_To be done_
Repeat, exactly and completely, the entries shown underneath.

_Given data_
☆ ☆ ☆ ☆ ☆

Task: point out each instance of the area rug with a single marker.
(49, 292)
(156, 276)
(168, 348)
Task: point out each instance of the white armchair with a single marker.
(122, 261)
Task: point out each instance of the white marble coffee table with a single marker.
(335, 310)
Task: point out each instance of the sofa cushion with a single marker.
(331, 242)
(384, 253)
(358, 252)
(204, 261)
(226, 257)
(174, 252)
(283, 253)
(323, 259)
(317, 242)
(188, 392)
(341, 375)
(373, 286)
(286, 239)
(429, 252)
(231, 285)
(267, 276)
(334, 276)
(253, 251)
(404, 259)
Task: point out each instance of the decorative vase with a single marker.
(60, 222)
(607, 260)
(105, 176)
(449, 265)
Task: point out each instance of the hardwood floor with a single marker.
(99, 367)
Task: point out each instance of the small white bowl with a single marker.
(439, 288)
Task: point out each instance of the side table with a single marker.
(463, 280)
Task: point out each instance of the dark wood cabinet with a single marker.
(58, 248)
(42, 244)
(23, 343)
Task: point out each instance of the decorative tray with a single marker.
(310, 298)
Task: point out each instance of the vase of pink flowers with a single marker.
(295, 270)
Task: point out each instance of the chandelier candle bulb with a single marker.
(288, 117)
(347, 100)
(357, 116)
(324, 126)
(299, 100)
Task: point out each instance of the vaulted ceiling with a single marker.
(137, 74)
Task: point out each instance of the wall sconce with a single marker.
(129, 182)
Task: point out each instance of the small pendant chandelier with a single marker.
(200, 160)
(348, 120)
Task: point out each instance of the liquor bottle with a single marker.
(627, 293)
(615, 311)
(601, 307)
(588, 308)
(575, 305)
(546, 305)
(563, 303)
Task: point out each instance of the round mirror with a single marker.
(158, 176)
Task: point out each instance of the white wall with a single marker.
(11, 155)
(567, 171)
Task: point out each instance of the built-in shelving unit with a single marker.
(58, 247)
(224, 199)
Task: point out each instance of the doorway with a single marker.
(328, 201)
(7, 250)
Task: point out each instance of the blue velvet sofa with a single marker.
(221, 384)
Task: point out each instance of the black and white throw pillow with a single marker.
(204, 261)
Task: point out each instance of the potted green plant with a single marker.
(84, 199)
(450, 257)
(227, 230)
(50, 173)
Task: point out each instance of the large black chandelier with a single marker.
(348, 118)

☆ ☆ ☆ ☆ ☆

_Expected answer_
Task: point out each instance of the area rug with a single marker.
(49, 292)
(156, 276)
(168, 348)
Task: point out each instance of the white armchair with a single marker.
(122, 261)
Task: point out each instance of the white marble coffee table with a single marker.
(335, 310)
Task: point out each instance of the sofa cushion with a single marker.
(331, 242)
(384, 253)
(358, 252)
(204, 261)
(226, 257)
(174, 252)
(283, 253)
(323, 259)
(317, 242)
(188, 392)
(341, 375)
(373, 286)
(286, 239)
(429, 252)
(231, 285)
(267, 276)
(334, 276)
(253, 251)
(404, 259)
Task: point out each instance of the decorative vase with a single marker.
(60, 222)
(607, 260)
(105, 176)
(449, 265)
Task: point out each instance of the hardwood floor with a single marker.
(99, 367)
Task: point out each instance of the small white bowl with a single marker.
(439, 288)
Task: point out each instance of the side table with a single marker.
(463, 280)
Task: point out each instance of the dark wood cabinet with a single marker.
(58, 248)
(42, 244)
(23, 343)
Task: point out each instance of the decorative tray with a single marker.
(310, 298)
Task: point out each instance of the vase of pink flowers with a single marker.
(295, 270)
Task: point out each instance of the chandelier candle bulb with a single marker.
(288, 117)
(347, 100)
(357, 116)
(324, 126)
(299, 100)
Task: point out each instance of the vaulted ceiling with a single marker.
(137, 74)
Task: point out each instance of the wall sconce with a single marker.
(129, 182)
Task: point out each instance of the small pendant chandelier with a single marker.
(200, 160)
(348, 120)
Task: point out each instance of the liquor bottle with a single marker.
(627, 293)
(615, 311)
(601, 307)
(588, 308)
(575, 305)
(546, 305)
(563, 303)
Task: point out each instance of the round mirror with a single marker.
(158, 176)
Task: point out each instance of the white wall with a single marker.
(11, 155)
(567, 171)
Task: point out each instance of the built-in shelving unit with a single marker.
(58, 247)
(224, 199)
Task: point out each instance of the doorway with a single marker.
(328, 201)
(7, 250)
Task: point out each instance of the blue velvet sofa with a single marker.
(221, 384)
Task: point out each instance of the black and white throw pillow with a single marker.
(204, 261)
Task: point out each instance of the potted green plant with a single marker.
(84, 199)
(450, 257)
(227, 230)
(50, 173)
Task: point out each instance of the large black chandelier with a single marker.
(348, 118)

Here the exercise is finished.